Monday, 3 June 2024

Black Kite

Warm, dry and sunny, light airs - We started early this morning for a survey of the breeding birds at Lade Pits and Kerton Road quarry. Six species of warblers included Sedge and Common Whitethroat feeding fledglings with the highest number of both in the tangle of wet scrub in Mockmill Sewer. It was good to see plenty of Cuckoo action around the willow swamp where also a pair of Green Woodpeckers had fledged young. Wildfowl were few with just Mallard, Egyptian Goose and Mute Swan confirmed, although several pairs of the late-nesting Tufted Duck were present. At Kerton quarry, Lapwing and Oystercatcher had well-grown young on the main island with Redshank and Great Crested Grebe on territory nearby. 


                                  Mockmill Sewer, Lade

We then moved onto the bird reserve where a circuit of Dengemarsh produced all the usual suspects, plus several Cattle Egrets within the cows behind Hookers and four Teal and six Black-tailed Godwits on hayfield 2, where there was also a young Lapwing chick. The pale Common Buzzard was also noted over Boulderwall fields. At Dungeness very few butterflies were on the wing, probably due to the cloud cover, but on the walk back a raptor flushed from the ground at the southern end of the Desert by dog-walkers proved to be a Black Kite. It promptly flew low towards the power station complex and out of sight and was almost certainly the bird seen earlier coming in over the fishing boats by DW and MC.

### Problem details
Please copy the stretch of the bird survey log from "Mockmill Sewer, Lade" through "by DW and MC." word for word.

### Information supplied
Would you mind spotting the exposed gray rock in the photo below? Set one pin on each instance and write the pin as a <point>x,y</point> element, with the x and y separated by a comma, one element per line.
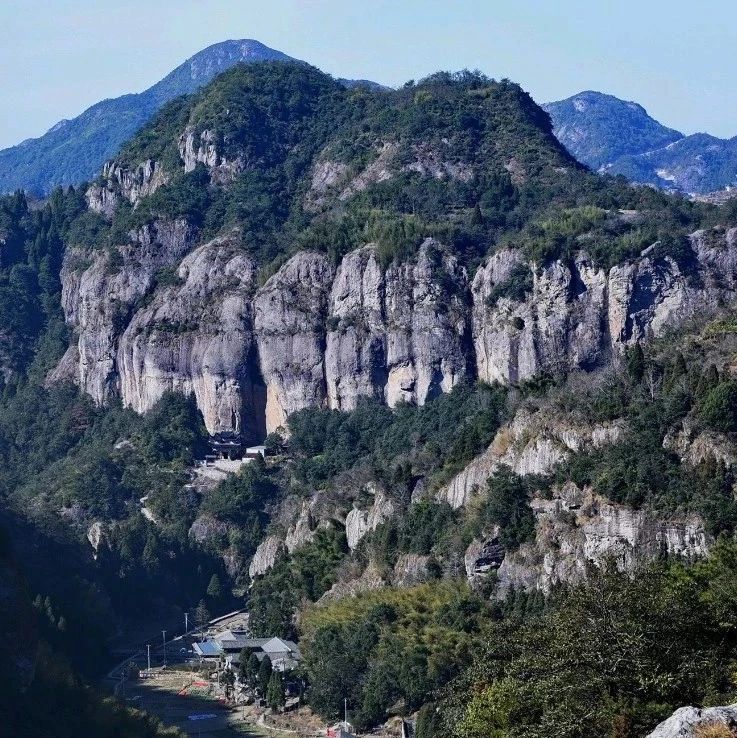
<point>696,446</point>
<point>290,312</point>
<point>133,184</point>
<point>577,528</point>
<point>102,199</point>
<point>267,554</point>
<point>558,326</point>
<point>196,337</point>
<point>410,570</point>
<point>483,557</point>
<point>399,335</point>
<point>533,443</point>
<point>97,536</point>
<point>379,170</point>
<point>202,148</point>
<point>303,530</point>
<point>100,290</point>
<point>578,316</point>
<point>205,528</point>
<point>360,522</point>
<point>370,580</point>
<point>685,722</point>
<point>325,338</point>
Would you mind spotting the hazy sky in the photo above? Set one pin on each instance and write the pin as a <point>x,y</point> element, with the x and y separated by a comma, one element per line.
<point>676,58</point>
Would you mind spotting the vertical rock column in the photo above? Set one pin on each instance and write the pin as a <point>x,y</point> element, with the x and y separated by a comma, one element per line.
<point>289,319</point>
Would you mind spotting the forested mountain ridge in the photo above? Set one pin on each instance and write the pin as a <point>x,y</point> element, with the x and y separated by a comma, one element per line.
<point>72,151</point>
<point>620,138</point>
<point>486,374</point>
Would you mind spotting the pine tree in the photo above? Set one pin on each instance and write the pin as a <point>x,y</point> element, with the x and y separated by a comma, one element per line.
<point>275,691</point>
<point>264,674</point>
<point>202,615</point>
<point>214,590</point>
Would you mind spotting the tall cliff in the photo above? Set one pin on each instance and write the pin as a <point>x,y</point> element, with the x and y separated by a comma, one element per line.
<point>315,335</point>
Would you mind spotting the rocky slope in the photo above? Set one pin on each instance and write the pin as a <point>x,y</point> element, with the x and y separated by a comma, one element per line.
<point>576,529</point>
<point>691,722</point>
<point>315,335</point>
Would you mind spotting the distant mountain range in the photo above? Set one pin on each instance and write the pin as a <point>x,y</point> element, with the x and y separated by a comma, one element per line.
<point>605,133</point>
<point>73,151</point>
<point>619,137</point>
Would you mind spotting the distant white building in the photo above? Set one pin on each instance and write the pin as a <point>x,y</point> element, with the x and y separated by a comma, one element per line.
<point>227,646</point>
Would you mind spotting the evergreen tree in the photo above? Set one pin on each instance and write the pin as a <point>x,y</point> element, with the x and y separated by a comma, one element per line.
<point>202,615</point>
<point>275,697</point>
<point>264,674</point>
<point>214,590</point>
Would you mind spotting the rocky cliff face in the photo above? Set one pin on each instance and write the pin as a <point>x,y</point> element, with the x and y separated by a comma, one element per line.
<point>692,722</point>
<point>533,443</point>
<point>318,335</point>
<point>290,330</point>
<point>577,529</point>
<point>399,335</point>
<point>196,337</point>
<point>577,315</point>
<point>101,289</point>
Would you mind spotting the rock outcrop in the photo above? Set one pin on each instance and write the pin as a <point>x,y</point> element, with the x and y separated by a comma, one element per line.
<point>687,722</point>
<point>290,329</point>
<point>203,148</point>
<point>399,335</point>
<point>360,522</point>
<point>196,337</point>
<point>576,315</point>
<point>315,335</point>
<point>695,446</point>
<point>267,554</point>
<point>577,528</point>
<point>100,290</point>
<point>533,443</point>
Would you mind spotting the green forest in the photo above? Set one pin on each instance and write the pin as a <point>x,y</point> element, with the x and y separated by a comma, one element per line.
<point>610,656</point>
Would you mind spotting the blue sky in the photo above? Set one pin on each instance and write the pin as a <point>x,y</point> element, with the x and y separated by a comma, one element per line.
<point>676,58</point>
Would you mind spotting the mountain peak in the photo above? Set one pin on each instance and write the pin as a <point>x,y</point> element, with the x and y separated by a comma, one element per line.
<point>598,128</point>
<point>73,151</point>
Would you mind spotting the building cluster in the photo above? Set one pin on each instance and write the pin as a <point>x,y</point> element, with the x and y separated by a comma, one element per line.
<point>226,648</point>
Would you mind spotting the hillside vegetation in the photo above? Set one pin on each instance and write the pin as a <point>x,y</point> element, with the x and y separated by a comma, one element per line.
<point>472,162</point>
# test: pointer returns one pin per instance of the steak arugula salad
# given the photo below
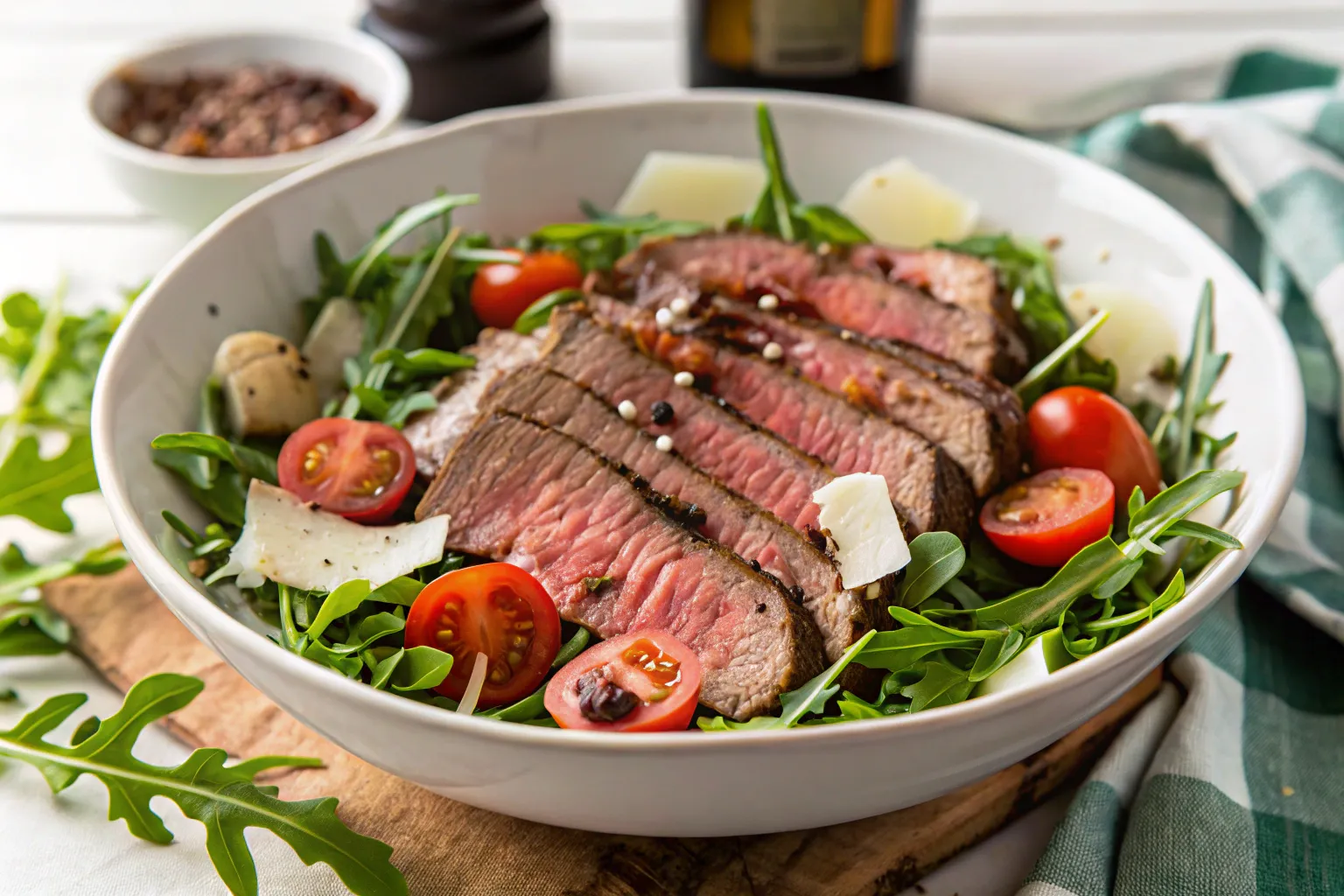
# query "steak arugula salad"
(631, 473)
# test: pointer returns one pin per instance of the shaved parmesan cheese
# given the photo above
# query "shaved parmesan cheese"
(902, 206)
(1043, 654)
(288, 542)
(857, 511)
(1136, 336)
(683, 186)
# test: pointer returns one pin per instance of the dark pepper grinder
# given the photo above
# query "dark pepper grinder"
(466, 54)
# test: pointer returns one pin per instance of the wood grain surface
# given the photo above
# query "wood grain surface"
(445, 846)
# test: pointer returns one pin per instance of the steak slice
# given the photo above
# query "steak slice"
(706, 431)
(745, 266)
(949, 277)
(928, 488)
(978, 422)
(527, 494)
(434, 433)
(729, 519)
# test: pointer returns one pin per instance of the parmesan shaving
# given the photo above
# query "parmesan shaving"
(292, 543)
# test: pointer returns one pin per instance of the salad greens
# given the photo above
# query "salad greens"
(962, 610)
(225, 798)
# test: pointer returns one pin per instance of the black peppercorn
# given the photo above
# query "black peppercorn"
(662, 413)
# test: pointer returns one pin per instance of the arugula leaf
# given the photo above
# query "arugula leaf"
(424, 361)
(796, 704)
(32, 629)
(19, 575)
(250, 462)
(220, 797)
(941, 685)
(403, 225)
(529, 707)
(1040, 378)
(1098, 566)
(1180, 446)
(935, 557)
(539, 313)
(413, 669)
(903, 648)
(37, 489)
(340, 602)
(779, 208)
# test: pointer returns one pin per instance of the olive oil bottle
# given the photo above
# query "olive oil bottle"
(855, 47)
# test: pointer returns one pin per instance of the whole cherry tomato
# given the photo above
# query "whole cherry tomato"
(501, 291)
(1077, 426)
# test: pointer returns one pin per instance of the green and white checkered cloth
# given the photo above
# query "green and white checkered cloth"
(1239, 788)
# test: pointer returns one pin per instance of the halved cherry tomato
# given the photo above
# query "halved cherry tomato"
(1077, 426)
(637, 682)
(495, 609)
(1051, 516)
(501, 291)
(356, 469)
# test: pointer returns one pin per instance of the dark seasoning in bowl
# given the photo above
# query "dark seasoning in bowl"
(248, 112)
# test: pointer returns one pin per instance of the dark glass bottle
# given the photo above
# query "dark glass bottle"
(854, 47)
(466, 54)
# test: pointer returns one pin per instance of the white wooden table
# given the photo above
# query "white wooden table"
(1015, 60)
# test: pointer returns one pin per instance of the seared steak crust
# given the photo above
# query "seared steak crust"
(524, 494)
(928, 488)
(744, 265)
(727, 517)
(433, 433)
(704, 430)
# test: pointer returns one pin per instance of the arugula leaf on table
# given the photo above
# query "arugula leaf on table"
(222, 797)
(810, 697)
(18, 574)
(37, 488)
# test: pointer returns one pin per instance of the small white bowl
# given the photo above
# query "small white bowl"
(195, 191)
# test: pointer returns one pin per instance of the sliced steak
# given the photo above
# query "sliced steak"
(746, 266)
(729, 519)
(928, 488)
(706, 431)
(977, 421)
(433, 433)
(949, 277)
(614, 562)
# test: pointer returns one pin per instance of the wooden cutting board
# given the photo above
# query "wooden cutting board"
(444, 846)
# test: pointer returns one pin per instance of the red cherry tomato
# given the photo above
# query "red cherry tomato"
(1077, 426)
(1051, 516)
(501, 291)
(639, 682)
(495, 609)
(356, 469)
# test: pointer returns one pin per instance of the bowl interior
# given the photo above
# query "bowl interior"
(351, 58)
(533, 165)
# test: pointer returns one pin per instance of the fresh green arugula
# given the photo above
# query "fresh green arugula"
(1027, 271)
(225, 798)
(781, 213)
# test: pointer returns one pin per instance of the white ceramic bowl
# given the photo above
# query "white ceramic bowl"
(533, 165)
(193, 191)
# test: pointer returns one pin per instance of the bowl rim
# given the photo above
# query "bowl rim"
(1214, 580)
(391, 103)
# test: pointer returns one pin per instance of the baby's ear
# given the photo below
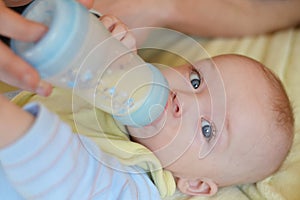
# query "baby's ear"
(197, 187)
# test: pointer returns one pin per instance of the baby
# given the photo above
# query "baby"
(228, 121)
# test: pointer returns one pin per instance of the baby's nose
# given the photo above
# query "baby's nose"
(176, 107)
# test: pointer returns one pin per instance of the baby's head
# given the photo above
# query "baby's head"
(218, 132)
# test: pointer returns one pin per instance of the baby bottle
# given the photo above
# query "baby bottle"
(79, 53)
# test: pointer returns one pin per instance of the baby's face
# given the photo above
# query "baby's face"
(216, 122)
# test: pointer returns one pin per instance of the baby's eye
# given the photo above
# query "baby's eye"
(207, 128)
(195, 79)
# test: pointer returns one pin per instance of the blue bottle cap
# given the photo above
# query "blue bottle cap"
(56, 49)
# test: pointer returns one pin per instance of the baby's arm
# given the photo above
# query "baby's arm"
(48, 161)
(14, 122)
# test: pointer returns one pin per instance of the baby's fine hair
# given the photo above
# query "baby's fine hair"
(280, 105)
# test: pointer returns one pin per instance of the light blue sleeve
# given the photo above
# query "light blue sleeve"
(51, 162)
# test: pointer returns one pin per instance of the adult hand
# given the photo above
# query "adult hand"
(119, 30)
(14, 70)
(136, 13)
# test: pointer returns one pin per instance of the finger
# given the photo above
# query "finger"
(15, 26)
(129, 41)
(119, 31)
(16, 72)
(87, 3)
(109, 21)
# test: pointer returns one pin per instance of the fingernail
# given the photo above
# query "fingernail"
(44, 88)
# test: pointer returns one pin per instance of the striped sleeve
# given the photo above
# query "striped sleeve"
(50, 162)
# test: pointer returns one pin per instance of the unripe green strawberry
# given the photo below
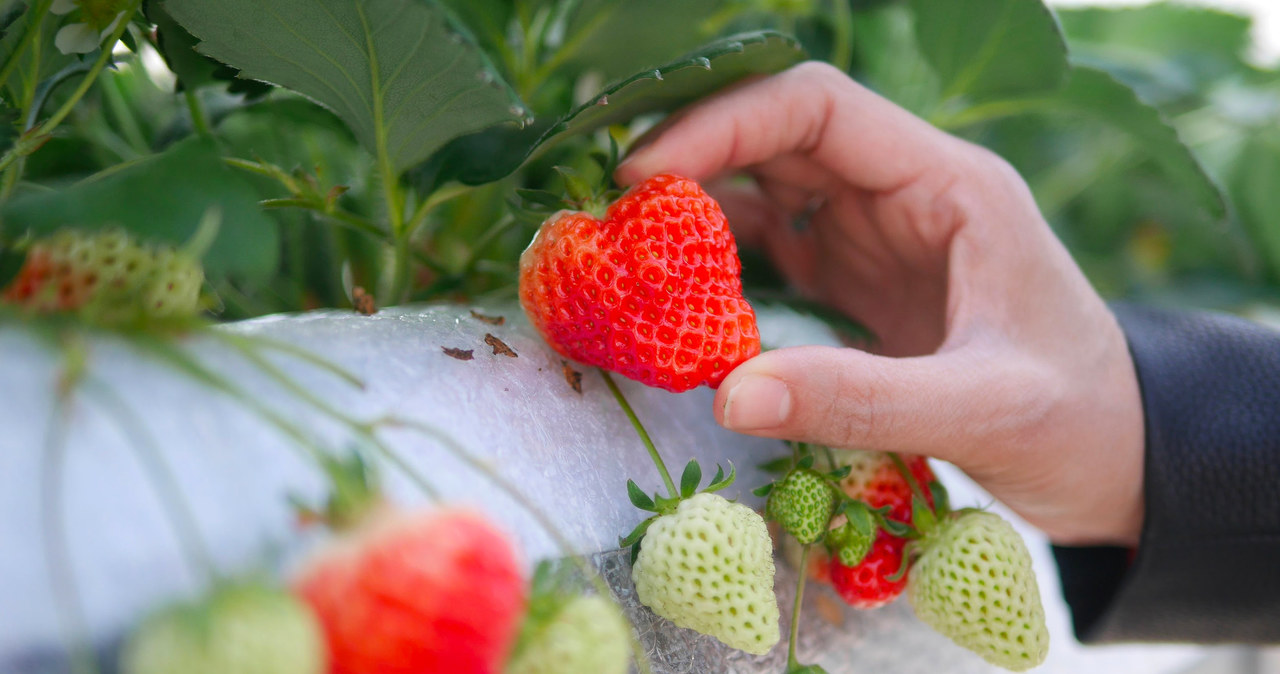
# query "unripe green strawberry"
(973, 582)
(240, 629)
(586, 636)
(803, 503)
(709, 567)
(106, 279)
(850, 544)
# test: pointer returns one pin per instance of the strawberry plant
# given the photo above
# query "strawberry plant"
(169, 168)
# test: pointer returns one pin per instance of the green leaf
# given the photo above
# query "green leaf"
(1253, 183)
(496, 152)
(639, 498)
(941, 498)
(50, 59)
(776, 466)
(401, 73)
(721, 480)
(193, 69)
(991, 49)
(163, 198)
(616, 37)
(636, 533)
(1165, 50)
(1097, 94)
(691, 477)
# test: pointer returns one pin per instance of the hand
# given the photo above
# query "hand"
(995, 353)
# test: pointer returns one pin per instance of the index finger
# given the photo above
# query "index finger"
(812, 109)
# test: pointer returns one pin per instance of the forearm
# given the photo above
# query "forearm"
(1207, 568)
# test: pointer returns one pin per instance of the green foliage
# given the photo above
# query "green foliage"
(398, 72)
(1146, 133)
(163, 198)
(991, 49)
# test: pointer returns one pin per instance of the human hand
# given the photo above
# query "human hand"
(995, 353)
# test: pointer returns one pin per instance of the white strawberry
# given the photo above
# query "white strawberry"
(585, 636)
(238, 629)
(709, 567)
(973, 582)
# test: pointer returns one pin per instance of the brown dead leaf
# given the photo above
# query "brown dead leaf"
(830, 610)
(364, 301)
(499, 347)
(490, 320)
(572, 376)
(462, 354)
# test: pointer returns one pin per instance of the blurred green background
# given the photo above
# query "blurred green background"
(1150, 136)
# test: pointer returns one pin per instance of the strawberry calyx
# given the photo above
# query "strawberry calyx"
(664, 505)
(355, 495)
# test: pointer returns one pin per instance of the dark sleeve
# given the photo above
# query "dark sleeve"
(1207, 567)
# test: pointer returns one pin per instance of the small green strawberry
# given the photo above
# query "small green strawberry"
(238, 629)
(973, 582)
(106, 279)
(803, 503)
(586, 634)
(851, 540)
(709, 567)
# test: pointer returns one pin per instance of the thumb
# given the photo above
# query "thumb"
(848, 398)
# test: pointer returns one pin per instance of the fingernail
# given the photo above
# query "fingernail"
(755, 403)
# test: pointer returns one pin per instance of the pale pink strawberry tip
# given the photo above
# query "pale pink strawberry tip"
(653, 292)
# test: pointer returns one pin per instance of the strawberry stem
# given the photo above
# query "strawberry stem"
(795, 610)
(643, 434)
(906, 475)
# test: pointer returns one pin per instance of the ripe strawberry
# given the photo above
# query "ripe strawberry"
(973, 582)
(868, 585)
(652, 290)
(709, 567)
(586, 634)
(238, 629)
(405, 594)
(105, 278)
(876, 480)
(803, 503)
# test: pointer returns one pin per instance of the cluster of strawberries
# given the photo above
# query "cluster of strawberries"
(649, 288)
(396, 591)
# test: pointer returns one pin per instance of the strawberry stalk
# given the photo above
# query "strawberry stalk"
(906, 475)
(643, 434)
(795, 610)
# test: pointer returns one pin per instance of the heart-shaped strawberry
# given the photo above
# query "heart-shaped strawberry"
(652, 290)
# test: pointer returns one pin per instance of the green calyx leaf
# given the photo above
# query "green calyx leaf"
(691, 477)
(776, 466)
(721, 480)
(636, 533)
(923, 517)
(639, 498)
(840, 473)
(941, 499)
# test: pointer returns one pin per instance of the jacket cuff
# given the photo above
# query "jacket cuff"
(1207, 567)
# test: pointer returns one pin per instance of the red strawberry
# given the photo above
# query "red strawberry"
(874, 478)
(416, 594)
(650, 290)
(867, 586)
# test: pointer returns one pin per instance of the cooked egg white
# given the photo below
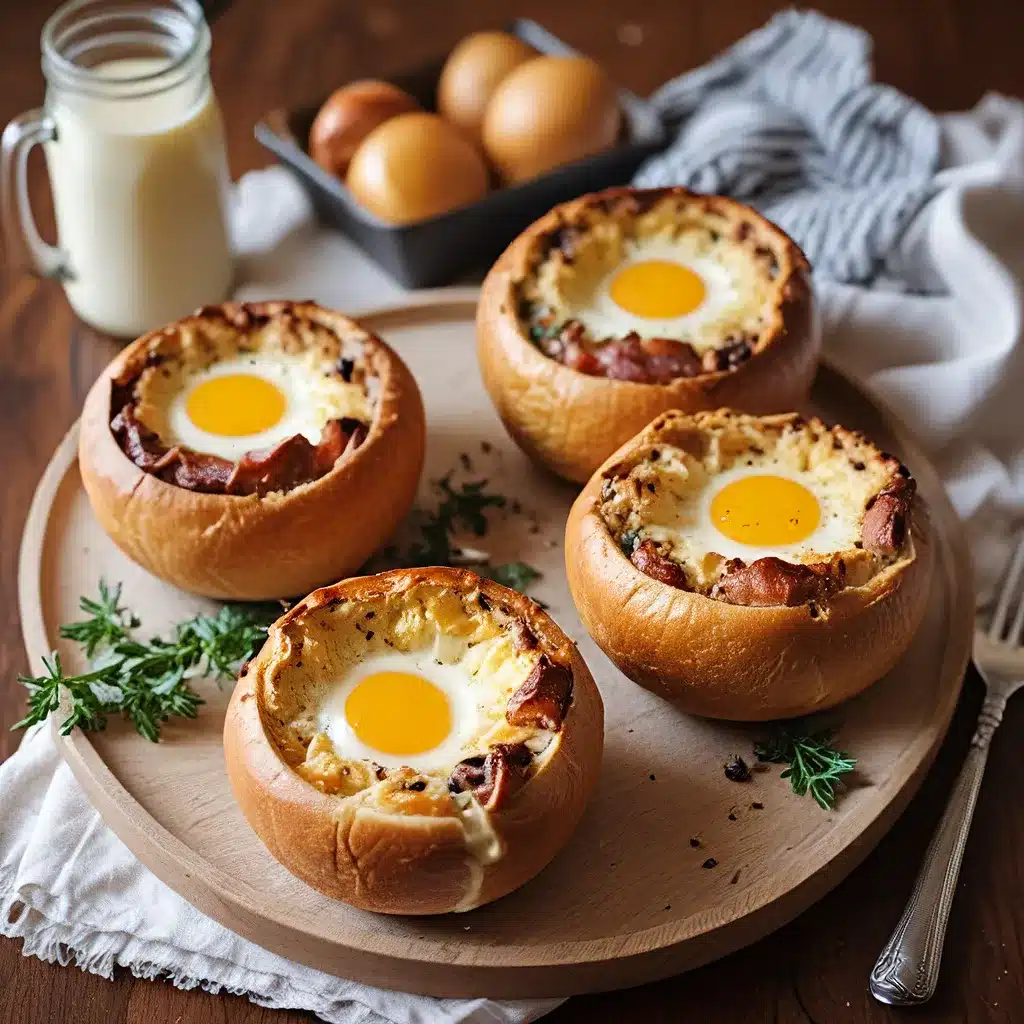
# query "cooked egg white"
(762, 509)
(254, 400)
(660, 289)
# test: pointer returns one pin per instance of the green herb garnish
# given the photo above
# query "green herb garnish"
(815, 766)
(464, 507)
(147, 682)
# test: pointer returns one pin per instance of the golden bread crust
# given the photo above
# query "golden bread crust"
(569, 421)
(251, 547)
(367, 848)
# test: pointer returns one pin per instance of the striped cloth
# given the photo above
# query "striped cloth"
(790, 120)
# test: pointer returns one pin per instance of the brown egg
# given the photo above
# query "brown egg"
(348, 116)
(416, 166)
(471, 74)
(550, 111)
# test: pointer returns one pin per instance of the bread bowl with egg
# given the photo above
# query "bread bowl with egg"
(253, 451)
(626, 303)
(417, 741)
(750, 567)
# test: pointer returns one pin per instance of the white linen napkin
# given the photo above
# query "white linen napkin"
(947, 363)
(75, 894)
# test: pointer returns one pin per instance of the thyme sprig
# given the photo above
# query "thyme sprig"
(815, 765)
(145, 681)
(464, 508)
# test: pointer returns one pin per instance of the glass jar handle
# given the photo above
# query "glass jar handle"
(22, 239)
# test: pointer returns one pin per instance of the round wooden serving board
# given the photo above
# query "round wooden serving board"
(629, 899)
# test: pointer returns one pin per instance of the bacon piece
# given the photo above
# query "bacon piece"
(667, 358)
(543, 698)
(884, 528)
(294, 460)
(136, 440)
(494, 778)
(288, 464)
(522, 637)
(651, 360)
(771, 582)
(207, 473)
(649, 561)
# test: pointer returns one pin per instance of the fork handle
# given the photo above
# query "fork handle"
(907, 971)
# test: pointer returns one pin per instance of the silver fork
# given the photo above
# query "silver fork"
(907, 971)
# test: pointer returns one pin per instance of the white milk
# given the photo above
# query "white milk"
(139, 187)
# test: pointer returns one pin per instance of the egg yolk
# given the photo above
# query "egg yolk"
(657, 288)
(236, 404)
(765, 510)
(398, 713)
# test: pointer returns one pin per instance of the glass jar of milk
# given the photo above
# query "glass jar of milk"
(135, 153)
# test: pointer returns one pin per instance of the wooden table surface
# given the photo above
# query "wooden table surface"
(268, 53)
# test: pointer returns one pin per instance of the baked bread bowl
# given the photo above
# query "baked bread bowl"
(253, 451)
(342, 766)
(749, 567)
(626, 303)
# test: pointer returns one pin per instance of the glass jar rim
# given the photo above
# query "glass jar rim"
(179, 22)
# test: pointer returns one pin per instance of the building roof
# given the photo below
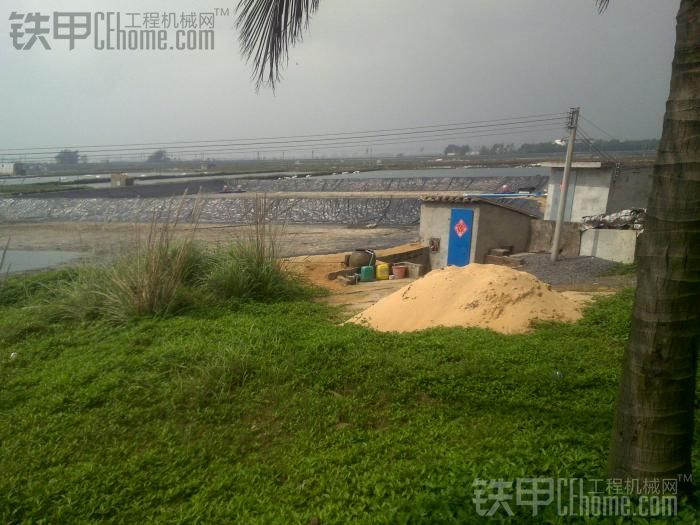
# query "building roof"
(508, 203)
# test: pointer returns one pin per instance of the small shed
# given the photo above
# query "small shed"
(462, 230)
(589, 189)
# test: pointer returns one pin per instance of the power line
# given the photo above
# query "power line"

### Task output
Mockmill Sewer, Lade

We then moved onto the bird reserve where a circuit of Dengemarsh produced all the usual suspects, plus several Cattle Egrets within the cows behind Hookers and four Teal and six Black-tailed Godwits on hayfield 2, where there was also a young Lapwing chick. The pale Common Buzzard was also noted over Boulderwall fields. At Dungeness very few butterflies were on the wing, probably due to the cloud cover, but on the walk back a raptor flushed from the ground at the southern end of the Desert by dog-walkers proved to be a Black Kite. It promptly flew low towards the power station complex and out of sight and was almost certainly the bird seen earlier coming in over the fishing boats by DW and MC.